Collected data
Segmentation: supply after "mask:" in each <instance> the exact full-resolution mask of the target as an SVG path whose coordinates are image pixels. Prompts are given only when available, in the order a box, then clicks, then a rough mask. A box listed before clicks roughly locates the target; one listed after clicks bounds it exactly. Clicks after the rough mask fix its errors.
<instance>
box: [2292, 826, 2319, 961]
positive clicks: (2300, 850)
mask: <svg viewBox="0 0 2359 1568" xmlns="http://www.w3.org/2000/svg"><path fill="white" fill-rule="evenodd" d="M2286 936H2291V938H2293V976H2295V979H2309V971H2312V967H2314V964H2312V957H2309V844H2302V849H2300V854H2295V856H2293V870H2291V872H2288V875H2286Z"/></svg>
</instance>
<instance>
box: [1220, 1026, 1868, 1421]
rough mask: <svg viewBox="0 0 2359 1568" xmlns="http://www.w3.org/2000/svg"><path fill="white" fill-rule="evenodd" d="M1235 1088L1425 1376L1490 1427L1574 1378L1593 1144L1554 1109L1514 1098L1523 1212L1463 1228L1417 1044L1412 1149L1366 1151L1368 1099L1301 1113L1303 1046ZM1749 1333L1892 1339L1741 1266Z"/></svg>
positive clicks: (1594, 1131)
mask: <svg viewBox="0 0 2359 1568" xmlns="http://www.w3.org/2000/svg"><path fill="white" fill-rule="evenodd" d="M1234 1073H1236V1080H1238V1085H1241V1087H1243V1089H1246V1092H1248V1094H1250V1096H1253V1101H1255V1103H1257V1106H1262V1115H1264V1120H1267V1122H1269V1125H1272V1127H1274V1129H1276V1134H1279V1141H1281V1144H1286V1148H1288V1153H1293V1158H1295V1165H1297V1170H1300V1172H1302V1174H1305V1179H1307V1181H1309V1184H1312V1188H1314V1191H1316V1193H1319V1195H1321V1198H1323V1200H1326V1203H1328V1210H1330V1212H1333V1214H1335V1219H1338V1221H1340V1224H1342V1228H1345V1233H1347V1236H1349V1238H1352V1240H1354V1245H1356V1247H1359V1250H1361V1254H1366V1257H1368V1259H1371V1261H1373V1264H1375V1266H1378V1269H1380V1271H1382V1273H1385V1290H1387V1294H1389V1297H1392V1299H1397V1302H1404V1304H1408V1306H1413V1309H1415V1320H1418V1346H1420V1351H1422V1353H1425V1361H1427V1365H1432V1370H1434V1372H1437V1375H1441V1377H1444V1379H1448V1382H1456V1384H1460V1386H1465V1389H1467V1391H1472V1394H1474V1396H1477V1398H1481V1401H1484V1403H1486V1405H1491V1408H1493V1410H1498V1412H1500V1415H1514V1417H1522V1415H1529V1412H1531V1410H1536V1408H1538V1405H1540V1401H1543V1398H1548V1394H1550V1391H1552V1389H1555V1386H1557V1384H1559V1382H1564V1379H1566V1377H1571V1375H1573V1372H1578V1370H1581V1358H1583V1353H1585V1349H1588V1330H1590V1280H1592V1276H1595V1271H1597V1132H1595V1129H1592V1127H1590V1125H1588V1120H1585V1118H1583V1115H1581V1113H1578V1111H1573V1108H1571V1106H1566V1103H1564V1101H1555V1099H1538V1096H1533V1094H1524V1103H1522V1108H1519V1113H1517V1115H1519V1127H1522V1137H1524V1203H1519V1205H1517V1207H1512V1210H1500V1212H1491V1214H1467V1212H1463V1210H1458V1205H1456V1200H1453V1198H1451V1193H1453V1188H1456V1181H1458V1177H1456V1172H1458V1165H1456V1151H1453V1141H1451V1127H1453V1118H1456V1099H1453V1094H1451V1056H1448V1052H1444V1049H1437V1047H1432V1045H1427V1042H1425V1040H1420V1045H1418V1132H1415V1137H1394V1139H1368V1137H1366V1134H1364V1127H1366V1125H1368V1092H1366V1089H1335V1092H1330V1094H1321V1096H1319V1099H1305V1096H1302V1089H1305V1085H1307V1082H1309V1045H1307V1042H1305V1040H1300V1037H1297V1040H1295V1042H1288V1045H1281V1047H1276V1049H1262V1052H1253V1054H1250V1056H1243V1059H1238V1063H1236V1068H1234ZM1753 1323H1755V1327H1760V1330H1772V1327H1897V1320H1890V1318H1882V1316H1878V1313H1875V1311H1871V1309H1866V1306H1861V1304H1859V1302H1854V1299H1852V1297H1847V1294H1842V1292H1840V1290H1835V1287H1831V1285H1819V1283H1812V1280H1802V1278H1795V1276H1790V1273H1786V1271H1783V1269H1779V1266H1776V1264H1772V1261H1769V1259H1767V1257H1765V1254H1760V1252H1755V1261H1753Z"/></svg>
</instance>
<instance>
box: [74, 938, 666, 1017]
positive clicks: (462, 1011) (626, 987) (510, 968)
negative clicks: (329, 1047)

WHAT YOU ARE ASKED TO DO: Output the entries above word for word.

ANSWER BELOW:
Segmentation: supply after "mask:" in each <instance> the exact full-resolution mask of the target as an SVG path whose coordinates are image pixels. Prompts are given only when available, in the order a box, then clicks, then a rough mask. A box listed before clicks roughly locates the target; one listed after clicks bounds it exactly. Clicks after the rough mask fix its errors.
<instance>
box: [2292, 826, 2319, 961]
positive clicks: (2300, 850)
mask: <svg viewBox="0 0 2359 1568" xmlns="http://www.w3.org/2000/svg"><path fill="white" fill-rule="evenodd" d="M2286 936H2291V938H2293V976H2295V979H2309V971H2312V967H2314V964H2312V957H2309V844H2302V849H2300V854H2295V856H2293V870H2291V872H2288V875H2286Z"/></svg>
</instance>
<instance>
box: [1220, 1026, 1868, 1421]
rough mask: <svg viewBox="0 0 2359 1568" xmlns="http://www.w3.org/2000/svg"><path fill="white" fill-rule="evenodd" d="M1235 1088L1425 1376L1490 1427L1574 1378L1593 1144L1554 1109L1514 1098L1523 1212L1463 1228L1417 1044L1412 1149L1366 1151L1368 1099L1301 1113L1303 1046ZM1749 1333L1892 1339L1741 1266Z"/></svg>
positive clicks: (1594, 1131)
mask: <svg viewBox="0 0 2359 1568" xmlns="http://www.w3.org/2000/svg"><path fill="white" fill-rule="evenodd" d="M1234 1073H1236V1080H1238V1085H1241V1087H1243V1089H1246V1092H1248V1094H1250V1096H1253V1101H1255V1103H1257V1106H1262V1115H1264V1120H1267V1122H1269V1125H1272V1127H1274V1129H1276V1134H1279V1141H1281V1144H1286V1148H1288V1153H1293V1158H1295V1165H1297V1170H1300V1172H1302V1174H1305V1179H1307V1181H1309V1184H1312V1188H1314V1191H1316V1193H1319V1195H1321V1198H1323V1200H1326V1203H1328V1210H1330V1212H1333V1214H1335V1219H1338V1221H1340V1224H1342V1228H1345V1233H1347V1236H1349V1238H1352V1240H1354V1245H1356V1247H1359V1250H1361V1254H1366V1257H1368V1259H1371V1261H1373V1264H1375V1266H1378V1269H1380V1271H1382V1273H1385V1290H1387V1294H1389V1297H1392V1299H1397V1302H1404V1304H1408V1306H1413V1309H1415V1320H1418V1346H1420V1351H1422V1353H1425V1361H1427V1365H1432V1370H1434V1372H1437V1375H1441V1377H1444V1379H1448V1382H1456V1384H1460V1386H1465V1389H1467V1391H1472V1394H1474V1396H1477V1398H1481V1401H1484V1403H1486V1405H1491V1408H1493V1410H1498V1412H1500V1415H1514V1417H1522V1415H1529V1412H1531V1410H1536V1408H1538V1405H1540V1401H1543V1398H1548V1394H1550V1391H1552V1389H1555V1386H1557V1384H1559V1382H1564V1379H1566V1377H1571V1375H1573V1372H1578V1370H1581V1358H1583V1353H1585V1349H1588V1330H1590V1280H1592V1276H1595V1271H1597V1132H1595V1129H1592V1127H1590V1125H1588V1120H1585V1118H1583V1115H1581V1113H1578V1111H1573V1108H1571V1106H1566V1103H1564V1101H1555V1099H1538V1096H1533V1094H1524V1103H1522V1108H1519V1113H1517V1115H1519V1127H1522V1137H1524V1203H1519V1205H1517V1207H1512V1210H1500V1212H1491V1214H1467V1212H1463V1210H1458V1205H1456V1200H1453V1198H1451V1193H1453V1188H1456V1181H1458V1177H1456V1172H1458V1165H1456V1151H1453V1141H1451V1127H1453V1118H1456V1099H1453V1094H1451V1056H1448V1052H1444V1049H1437V1047H1432V1045H1427V1042H1425V1040H1420V1045H1418V1132H1415V1137H1394V1139H1368V1137H1366V1134H1364V1127H1366V1125H1368V1092H1366V1089H1335V1092H1330V1094H1321V1096H1319V1099H1305V1096H1302V1089H1305V1085H1307V1082H1309V1045H1307V1042H1305V1040H1300V1037H1297V1040H1295V1042H1288V1045H1281V1047H1276V1049H1262V1052H1253V1054H1250V1056H1243V1059H1238V1063H1236V1068H1234ZM1753 1323H1755V1327H1760V1330H1772V1327H1897V1320H1890V1318H1882V1316H1878V1313H1875V1311H1871V1309H1866V1306H1861V1304H1859V1302H1854V1299H1852V1297H1847V1294H1842V1292H1840V1290H1835V1287H1831V1285H1819V1283H1812V1280H1802V1278H1795V1276H1790V1273H1786V1271H1783V1269H1779V1266H1776V1264H1772V1261H1769V1259H1767V1257H1765V1254H1760V1252H1755V1261H1753Z"/></svg>
</instance>
<instance>
box: [74, 938, 666, 1017]
positive clicks: (462, 1011) (626, 987) (510, 968)
negative clicks: (329, 1047)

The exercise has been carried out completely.